# [PÁGINA]
┌──

Outro aspeto que aconselho a vossa melhor atenção é o aspeto da refrigeração do controlador. Os controladores são componentes elétricos/eletrónicos por onde passa muita corrente e onde se gera alguma temperatura. Como qualquer componente com estas caraterísticas, a sua durabilidade e fiabilidade está relacionada com a sua temperatura de funcionamento, pelo que devemos ter muita atenção ao local onde o montamos e às condições que permitam a sua refrigeração. O próprio sistema tem a capacidade de limitar as suas funcionalidades (basicamente a corrente que endereça ao motor), por forma a evitar danos nos seus componentes. O meu controlador, por exemplo, diz que a partir dos 50ºC sentidos na sua carcaça começa a limitar a potência e… confirmo isto em absoluto.

Não é o caso do meu equipamento mas é vulgar vermos controladores refrigerados a líquidos, especialmente os de maior capacidade. A passagem de líquido por uma superfície quente, é bastante mais eficaz na remoção de calor do que as tradicionais ventoinhas. Infelizmente, não disponho desta opção no meu sistema e tive de inventar um pouco. Num outro capítulo desta electro novela, falar-vos-ei da minha experiência, inicialmente negativa, nesta matéria.

└──

# [EXCERTOS DOS REGISTOS]
┌──

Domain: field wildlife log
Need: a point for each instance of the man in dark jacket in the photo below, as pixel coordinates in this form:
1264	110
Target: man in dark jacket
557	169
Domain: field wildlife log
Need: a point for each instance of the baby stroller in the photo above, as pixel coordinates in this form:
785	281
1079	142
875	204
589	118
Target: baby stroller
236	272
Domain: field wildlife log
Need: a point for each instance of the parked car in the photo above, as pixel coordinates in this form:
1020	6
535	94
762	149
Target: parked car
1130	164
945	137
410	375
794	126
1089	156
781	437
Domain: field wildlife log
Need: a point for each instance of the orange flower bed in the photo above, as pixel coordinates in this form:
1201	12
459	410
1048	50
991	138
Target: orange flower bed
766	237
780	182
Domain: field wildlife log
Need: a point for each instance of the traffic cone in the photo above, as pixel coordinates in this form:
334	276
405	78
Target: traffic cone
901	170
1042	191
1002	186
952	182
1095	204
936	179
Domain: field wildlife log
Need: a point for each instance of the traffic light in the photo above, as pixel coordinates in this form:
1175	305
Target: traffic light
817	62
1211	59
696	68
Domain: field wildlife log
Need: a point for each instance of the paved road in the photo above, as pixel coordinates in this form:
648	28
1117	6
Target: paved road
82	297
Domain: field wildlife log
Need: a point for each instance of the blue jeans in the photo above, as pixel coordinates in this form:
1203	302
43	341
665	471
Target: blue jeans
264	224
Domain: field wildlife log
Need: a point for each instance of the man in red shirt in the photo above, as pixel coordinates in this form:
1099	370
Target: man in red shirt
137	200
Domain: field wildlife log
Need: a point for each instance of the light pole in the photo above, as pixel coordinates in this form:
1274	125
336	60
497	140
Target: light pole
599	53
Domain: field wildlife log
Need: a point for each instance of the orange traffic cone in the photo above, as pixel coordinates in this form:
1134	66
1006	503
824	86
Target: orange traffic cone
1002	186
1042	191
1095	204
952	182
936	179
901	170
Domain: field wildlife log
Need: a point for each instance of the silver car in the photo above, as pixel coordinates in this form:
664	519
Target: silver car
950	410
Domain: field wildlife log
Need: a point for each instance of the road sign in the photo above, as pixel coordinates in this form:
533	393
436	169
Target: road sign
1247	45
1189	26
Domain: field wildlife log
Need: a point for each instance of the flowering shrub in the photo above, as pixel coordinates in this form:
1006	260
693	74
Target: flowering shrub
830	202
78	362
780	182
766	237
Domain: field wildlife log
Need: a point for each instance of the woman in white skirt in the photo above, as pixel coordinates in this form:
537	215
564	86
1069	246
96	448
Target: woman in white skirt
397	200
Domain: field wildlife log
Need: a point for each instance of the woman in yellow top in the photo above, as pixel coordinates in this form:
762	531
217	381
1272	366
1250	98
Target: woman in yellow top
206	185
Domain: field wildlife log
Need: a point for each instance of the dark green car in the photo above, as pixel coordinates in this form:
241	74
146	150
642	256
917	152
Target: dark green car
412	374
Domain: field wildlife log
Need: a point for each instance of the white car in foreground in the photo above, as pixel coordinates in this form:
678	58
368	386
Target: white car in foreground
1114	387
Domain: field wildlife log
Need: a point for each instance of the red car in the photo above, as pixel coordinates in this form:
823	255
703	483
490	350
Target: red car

└──

# [INSTRUÇÕES DO EXERCÍCIO]
**a)** Segundo o texto sobre a refrigeração do controlador, a partir de que temperatura o controlador do autor começa a limitar a potência?
**b)** Prossiga o texto sobre a refrigeração do controlador a partir do ponto em que termina.

# [RESULTADOS]
**a)** A partir dos 50 ºC sentidos na sua carcaça.

**b)**
É também importante ter em atenção, a utilização de um controlador bem dimensionado para o motor em causa. O mesmo se aplica a outros componentes, como a bateria por exemplo. Na verdade, é importante que todo o sistema esteja equilibrado para que nenhum elemento seja obrigado a operar constantemente no seu limite, situação que causa stress desnecessário nos seus componentes. Oversize ou sobredimensionamento é uma boa regra a seguir. Se temos um motor de 6kW e queremos tirar partido dele, então pensamos num controlador com capacidade para 8kW e optamos antes por estrangular este um pouco. Assim, o controlador de 8kW pode trabalhar a 6kW sem estar no seu máximo. O mesmo raciocínio para a bateria e demais componentes. Esta é uma regra de ouro pela qual me rejo. Quando se tem pouca experiência como é o meu caso, esta regra assume uma importância acrescida pois protege-nos de alguns excessos, o que nos deixa margem de manobra e segurança.

Para cérebro da Morcega escolhi um controlador Kelly, modelo KEB72801X. Entre muitas das suas caraterísticas podemos encontrar algumas que aqui foram ditas como a travagem regenerativa, marcha atrás, ligação ao PC, entre outras. É um controlador de 8kW, capaz de operar com tensão entre 24V e 72V e produzir cerca de 350A máximo. Mais informação pode ser consultada aqui Kelly Controller KEB72801X.

O controlador desempenha, como vimos, um papel fundamental no seio de um VE. Fatores que vão desde a sua escolha até ao mais simples dos seus parâmetros, contribuem de uma forma decisiva para a experiência de condução.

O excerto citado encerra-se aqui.